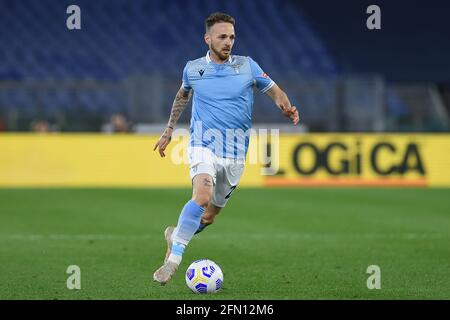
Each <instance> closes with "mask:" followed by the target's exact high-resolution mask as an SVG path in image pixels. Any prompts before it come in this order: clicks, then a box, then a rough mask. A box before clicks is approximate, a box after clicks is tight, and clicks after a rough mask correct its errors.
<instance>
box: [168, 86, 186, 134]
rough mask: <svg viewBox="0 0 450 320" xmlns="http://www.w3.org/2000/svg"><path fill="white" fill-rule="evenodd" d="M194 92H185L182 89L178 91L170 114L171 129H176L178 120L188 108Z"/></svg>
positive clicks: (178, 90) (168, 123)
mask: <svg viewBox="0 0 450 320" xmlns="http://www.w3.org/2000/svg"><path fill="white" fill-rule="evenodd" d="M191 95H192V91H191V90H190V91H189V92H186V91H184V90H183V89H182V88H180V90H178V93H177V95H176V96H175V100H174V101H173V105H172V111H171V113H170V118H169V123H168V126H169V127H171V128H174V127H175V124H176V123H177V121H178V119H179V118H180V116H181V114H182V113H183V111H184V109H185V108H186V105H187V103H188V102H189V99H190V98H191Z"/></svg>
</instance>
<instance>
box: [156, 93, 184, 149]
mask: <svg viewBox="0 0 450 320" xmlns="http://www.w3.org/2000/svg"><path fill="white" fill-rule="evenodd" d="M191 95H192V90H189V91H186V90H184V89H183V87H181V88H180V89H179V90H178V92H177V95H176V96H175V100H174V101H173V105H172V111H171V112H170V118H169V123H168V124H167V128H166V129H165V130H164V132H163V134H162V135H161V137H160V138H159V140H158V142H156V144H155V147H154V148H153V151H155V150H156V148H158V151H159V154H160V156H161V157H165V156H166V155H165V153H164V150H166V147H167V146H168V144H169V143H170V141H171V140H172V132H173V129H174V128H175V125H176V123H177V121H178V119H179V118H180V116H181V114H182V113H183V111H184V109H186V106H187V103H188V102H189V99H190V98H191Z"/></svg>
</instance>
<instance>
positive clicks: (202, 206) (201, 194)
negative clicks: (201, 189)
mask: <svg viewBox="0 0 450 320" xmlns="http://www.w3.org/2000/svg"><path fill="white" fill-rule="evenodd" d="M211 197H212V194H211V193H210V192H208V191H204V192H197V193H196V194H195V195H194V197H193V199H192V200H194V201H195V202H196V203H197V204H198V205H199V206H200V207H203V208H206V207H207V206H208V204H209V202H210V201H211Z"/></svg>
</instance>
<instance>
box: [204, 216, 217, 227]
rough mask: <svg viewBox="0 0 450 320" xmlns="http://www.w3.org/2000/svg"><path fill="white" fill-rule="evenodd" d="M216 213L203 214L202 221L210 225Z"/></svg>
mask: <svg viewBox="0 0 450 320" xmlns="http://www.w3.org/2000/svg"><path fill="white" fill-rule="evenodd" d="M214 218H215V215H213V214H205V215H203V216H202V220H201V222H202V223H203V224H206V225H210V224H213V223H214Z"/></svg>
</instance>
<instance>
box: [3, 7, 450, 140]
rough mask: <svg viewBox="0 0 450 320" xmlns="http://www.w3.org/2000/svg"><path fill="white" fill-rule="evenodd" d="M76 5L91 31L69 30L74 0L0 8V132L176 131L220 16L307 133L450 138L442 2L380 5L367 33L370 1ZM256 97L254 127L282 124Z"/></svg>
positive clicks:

--- --- ---

* _What to work on_: With the line that contains "213L203 214L202 221L210" as the starting point, output each line exactly through the end of the listing above.

* _Written response_:
rough mask: <svg viewBox="0 0 450 320" xmlns="http://www.w3.org/2000/svg"><path fill="white" fill-rule="evenodd" d="M216 213L203 214L202 221L210 225Z"/></svg>
mask: <svg viewBox="0 0 450 320" xmlns="http://www.w3.org/2000/svg"><path fill="white" fill-rule="evenodd" d="M214 218H215V215H213V214H205V215H203V216H202V220H201V222H202V223H203V224H206V225H210V224H213V223H214Z"/></svg>
</instance>
<instance>
box: [3, 7, 450, 140]
rough mask: <svg viewBox="0 0 450 320" xmlns="http://www.w3.org/2000/svg"><path fill="white" fill-rule="evenodd" d="M76 5L91 31L69 30L74 0L0 8V132L176 131L220 16L307 133L450 138L442 2L380 5L367 33L370 1ZM256 97L254 127L282 124Z"/></svg>
positive clicks:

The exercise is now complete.